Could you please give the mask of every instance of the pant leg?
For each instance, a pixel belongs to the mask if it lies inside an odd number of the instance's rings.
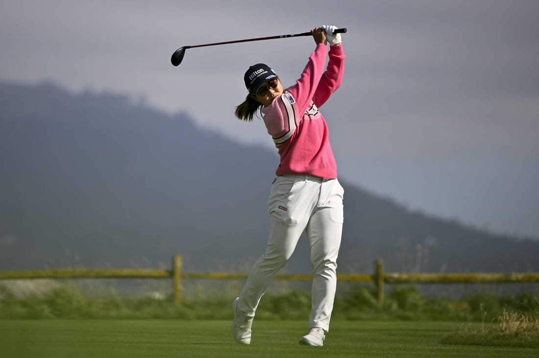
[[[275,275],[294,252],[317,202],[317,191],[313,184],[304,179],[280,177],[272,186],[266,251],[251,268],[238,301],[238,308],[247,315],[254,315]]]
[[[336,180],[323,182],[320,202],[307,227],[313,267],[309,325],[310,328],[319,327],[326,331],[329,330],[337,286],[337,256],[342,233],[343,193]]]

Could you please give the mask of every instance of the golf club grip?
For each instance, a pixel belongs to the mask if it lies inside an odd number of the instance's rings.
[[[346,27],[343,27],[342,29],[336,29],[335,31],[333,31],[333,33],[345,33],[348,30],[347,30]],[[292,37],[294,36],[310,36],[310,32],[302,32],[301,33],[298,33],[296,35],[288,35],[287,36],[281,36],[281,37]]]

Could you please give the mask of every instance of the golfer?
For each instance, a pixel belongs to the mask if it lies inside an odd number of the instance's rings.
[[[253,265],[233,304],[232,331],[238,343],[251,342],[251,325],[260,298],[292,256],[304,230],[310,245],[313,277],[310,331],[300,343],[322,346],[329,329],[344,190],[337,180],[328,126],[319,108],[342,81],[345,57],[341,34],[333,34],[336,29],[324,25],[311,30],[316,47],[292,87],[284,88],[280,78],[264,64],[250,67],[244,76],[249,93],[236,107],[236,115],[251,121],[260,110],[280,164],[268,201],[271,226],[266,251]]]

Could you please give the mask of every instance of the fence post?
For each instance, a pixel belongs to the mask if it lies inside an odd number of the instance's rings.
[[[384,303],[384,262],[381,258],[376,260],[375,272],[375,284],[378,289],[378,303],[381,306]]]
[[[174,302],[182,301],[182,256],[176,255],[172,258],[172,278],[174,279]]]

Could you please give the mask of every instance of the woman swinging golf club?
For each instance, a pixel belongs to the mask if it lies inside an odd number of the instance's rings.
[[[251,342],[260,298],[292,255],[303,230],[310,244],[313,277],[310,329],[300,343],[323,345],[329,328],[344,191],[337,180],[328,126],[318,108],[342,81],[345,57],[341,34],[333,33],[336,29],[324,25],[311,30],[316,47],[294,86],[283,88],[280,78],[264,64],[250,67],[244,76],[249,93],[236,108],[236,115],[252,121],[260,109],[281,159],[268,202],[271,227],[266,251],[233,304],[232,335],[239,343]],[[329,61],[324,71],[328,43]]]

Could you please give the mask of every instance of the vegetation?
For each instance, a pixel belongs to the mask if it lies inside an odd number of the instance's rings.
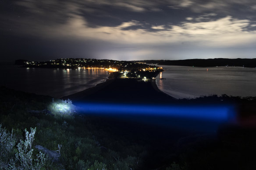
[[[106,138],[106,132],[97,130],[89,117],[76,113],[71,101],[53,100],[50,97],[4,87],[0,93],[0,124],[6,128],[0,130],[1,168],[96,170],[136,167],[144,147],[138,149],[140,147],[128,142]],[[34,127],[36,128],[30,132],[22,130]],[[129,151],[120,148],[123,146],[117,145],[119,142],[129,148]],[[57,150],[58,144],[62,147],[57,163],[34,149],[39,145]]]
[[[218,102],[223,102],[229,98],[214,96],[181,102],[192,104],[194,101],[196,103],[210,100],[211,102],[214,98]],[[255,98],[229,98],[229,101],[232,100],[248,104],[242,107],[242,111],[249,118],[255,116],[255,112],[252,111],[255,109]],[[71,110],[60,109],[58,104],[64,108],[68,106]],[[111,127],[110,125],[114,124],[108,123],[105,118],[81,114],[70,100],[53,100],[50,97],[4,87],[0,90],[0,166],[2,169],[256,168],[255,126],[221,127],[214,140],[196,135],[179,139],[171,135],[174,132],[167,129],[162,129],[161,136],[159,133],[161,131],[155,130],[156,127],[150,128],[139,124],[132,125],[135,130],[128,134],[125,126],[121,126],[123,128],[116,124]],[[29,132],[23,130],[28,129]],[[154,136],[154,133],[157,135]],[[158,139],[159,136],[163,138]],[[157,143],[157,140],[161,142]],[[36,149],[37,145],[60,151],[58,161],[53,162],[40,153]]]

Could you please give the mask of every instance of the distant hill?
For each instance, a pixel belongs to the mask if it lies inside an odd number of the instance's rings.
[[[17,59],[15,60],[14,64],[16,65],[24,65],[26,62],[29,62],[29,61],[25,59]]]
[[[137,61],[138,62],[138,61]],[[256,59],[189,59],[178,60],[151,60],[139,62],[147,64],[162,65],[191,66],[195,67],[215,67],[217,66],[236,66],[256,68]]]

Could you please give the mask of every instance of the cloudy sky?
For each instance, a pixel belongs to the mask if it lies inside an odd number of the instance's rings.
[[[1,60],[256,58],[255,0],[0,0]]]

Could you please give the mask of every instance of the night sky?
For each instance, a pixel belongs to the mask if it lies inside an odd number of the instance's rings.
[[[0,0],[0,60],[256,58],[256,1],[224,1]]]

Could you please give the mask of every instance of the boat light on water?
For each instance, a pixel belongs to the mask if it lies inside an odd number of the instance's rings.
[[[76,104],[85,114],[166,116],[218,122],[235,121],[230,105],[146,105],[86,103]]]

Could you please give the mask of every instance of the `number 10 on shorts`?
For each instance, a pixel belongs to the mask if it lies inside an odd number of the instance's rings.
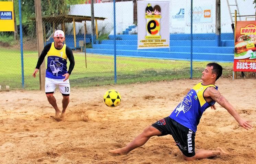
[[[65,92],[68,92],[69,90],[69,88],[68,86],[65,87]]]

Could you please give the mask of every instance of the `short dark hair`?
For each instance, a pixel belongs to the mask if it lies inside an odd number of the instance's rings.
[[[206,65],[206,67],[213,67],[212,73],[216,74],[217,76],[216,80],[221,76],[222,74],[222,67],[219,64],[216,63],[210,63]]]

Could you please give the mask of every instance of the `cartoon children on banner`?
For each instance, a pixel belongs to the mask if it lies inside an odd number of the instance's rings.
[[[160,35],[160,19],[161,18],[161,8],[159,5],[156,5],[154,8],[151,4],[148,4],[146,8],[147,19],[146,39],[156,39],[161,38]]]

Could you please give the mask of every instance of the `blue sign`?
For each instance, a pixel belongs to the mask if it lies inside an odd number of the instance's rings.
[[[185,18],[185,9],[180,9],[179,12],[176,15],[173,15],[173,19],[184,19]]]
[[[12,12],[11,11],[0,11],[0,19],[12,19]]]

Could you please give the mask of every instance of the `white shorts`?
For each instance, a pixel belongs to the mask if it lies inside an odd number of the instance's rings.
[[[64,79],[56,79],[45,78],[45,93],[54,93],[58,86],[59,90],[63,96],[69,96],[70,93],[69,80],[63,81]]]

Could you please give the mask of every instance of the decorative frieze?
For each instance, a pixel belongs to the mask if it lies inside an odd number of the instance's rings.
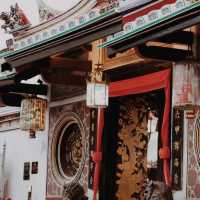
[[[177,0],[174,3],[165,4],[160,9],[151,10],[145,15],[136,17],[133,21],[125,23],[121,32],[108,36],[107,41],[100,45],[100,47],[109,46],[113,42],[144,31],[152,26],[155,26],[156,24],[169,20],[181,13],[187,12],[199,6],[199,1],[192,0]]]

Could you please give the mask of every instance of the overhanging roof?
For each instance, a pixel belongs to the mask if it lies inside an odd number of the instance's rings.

====================

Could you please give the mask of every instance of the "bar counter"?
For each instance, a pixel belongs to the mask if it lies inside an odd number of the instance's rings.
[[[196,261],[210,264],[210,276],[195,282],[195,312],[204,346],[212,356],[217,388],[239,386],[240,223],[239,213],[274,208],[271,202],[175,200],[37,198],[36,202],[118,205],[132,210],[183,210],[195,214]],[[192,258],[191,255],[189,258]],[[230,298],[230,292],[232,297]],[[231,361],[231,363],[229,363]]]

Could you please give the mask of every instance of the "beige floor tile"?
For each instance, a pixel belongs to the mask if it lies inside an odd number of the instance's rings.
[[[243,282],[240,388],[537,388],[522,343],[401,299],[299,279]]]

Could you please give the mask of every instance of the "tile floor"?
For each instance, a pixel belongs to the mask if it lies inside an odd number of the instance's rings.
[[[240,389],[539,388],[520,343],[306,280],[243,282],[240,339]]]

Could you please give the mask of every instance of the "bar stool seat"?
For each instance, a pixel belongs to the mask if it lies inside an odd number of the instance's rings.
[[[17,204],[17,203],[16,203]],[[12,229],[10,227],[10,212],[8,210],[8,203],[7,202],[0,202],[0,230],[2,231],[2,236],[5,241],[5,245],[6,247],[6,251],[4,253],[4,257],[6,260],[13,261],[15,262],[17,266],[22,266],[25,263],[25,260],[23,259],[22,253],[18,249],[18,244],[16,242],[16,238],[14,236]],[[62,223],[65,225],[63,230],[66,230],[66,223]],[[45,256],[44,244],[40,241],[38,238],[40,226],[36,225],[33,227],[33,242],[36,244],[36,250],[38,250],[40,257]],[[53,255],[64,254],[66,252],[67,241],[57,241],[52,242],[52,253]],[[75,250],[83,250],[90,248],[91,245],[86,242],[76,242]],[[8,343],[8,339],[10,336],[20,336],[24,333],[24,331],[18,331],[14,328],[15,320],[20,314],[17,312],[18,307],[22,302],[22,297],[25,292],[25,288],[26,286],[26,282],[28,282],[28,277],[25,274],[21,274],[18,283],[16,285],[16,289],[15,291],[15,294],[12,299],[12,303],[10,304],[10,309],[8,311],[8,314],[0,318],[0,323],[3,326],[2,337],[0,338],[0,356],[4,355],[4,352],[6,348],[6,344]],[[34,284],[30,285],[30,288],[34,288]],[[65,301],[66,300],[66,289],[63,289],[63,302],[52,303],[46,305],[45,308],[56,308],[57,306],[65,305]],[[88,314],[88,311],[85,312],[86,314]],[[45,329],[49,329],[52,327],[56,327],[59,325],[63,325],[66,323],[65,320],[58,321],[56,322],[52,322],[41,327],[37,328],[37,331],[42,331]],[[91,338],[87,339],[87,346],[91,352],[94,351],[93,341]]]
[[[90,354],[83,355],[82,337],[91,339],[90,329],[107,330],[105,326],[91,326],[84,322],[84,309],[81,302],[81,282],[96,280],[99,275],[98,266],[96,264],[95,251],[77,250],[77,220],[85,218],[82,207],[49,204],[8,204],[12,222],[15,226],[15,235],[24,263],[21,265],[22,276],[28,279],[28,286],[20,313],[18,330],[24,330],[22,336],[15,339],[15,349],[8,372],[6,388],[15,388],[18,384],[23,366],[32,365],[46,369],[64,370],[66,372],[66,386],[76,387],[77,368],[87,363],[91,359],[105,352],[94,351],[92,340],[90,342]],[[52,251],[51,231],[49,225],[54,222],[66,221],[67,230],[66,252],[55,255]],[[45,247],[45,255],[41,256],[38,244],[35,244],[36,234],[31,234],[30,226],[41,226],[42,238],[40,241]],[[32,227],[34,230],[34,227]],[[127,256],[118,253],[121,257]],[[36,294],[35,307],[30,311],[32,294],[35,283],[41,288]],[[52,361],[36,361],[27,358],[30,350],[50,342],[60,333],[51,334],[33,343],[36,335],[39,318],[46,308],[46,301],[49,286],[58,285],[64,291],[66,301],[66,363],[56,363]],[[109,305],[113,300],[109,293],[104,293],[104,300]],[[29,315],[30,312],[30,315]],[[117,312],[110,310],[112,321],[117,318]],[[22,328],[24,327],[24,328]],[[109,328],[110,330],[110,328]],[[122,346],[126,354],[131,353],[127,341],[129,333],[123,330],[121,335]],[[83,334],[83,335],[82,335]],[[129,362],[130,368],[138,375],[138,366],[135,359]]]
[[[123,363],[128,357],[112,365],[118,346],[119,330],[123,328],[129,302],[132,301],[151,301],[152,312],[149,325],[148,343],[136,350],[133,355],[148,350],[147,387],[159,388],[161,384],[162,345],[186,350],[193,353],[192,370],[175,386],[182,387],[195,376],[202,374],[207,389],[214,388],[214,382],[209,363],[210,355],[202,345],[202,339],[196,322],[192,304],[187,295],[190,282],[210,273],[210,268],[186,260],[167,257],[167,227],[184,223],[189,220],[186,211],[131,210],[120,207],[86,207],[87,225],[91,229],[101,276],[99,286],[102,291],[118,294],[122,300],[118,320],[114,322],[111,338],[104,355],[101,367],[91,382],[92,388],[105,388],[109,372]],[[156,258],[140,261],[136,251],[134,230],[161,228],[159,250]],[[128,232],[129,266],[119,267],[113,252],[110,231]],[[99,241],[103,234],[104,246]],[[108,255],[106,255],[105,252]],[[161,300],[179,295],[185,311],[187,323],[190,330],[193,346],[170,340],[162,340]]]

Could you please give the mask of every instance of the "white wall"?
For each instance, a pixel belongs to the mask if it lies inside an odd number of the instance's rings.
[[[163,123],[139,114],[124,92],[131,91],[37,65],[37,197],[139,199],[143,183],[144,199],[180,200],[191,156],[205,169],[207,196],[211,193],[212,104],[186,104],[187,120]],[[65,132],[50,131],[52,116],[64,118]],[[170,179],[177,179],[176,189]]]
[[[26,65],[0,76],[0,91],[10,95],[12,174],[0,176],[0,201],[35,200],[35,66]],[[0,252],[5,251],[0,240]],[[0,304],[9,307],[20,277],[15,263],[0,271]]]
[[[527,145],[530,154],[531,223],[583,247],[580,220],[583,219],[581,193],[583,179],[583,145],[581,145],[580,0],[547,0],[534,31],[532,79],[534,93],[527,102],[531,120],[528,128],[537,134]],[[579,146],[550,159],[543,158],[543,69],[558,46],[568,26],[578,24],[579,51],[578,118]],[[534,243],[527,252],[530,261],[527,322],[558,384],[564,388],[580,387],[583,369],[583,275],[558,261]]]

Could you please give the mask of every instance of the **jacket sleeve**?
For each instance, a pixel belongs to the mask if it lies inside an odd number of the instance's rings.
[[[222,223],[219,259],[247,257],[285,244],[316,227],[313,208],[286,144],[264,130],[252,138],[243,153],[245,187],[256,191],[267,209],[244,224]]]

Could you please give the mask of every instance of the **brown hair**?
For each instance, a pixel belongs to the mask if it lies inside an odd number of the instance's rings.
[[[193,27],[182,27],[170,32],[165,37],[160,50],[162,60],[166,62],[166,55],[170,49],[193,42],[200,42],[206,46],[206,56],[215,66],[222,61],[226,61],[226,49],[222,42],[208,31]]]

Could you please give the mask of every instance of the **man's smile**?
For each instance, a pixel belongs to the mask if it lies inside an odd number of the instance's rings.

====================

** Goal **
Copy out every line of the entries above that contains the string "tile", treating uppercase and lowercase as different.

** Response to this task **
Could you please give the mask of every instance of the "beige floor tile"?
Could you please give the mask of every instance of the "tile floor"?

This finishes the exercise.